-- What the task asks --
Restate word for word, and only, the lines that extend from the line containing "Target: bramble stem" through the end of the records below.

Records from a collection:
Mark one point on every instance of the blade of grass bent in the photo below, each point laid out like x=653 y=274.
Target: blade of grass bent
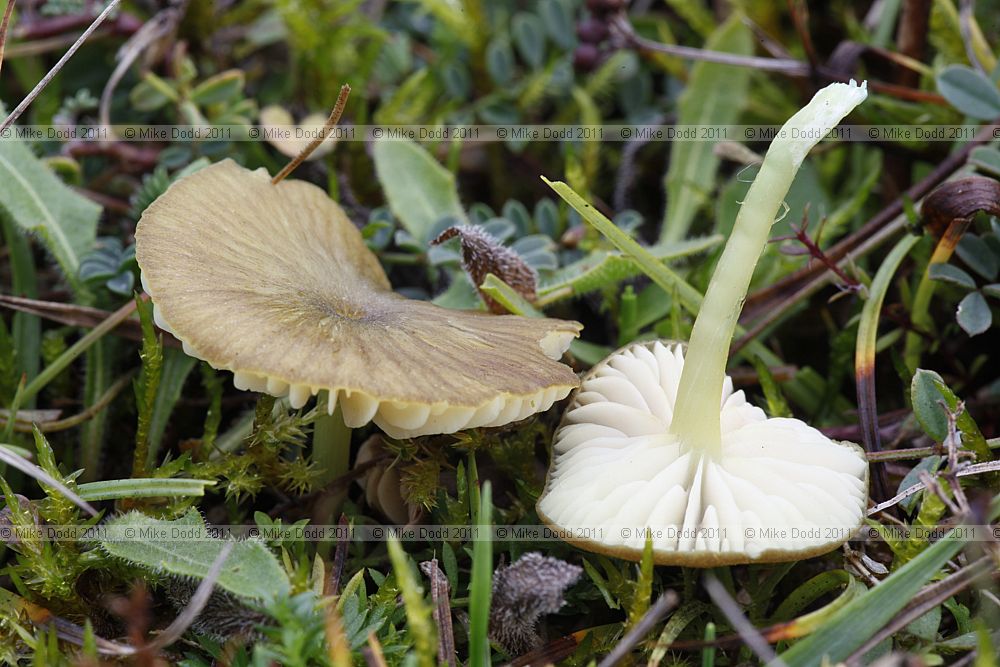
x=689 y=297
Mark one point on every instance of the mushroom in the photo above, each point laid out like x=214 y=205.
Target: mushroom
x=274 y=283
x=653 y=441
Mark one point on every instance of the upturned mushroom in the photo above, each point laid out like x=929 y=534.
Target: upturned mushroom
x=656 y=439
x=274 y=283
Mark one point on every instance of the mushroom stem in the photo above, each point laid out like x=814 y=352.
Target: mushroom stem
x=696 y=421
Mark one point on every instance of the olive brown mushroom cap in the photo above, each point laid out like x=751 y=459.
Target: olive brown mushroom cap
x=778 y=490
x=274 y=283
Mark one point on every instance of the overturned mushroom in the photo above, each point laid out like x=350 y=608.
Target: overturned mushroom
x=275 y=284
x=656 y=441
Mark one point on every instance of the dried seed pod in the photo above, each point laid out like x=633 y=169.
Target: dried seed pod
x=483 y=254
x=381 y=482
x=522 y=592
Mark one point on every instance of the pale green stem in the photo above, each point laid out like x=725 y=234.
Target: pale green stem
x=696 y=420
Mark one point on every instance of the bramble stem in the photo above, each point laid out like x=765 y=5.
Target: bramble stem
x=696 y=419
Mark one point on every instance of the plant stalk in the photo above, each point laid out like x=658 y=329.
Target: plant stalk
x=696 y=420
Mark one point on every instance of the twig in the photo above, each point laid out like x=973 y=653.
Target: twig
x=180 y=625
x=727 y=605
x=911 y=39
x=79 y=316
x=663 y=604
x=26 y=102
x=801 y=234
x=331 y=122
x=965 y=17
x=339 y=558
x=373 y=652
x=624 y=29
x=3 y=28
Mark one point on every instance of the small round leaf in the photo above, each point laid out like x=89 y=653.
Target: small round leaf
x=974 y=314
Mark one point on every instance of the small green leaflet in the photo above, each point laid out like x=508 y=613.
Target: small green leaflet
x=183 y=547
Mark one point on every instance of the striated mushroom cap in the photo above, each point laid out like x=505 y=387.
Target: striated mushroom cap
x=275 y=284
x=779 y=490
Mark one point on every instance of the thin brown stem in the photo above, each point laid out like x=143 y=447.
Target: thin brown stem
x=81 y=417
x=36 y=91
x=774 y=302
x=331 y=122
x=3 y=28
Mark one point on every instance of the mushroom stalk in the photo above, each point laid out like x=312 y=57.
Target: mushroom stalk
x=696 y=421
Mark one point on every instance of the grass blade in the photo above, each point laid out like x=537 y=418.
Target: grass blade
x=143 y=488
x=854 y=623
x=31 y=470
x=481 y=587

-- Result of the task --
Target: bramble stem
x=696 y=419
Mark one point on every instance of the plant stalk in the photo above, each point laid out like x=658 y=329.
Target: plant stalk
x=696 y=420
Mark one point on every instance of the twig in the photo above, each point laid out like x=973 y=653.
Target: twig
x=180 y=625
x=727 y=605
x=911 y=39
x=79 y=316
x=663 y=604
x=26 y=102
x=801 y=234
x=331 y=122
x=965 y=17
x=339 y=558
x=373 y=652
x=624 y=29
x=3 y=28
Mark one point on every instance of the small round leaf in the photo above, each point laid out like x=89 y=653.
Target: small round leaf
x=974 y=314
Mark one point on every instance of the small green leaflet in the photo above, each point laid out like x=508 y=613.
Target: small green leaflet
x=183 y=547
Mark one point on every instance of the striated mushroom cap in the photo above, each point laid out like x=505 y=387.
Target: striated mushroom cap
x=275 y=284
x=779 y=490
Mark one point on every instance of the thin brown stem in the photo above, each point laid out like x=143 y=447.
Target: thin brown stem
x=81 y=417
x=36 y=91
x=774 y=302
x=331 y=122
x=3 y=28
Mark one point on every instance of the mushroom stalk in the photo above, each point laid out like x=312 y=57.
Target: mushroom stalk
x=696 y=421
Mark one point on every instance of the grass blade in the photo above, each point laid out like x=537 y=418.
Target: grass blade
x=143 y=488
x=854 y=623
x=31 y=470
x=481 y=587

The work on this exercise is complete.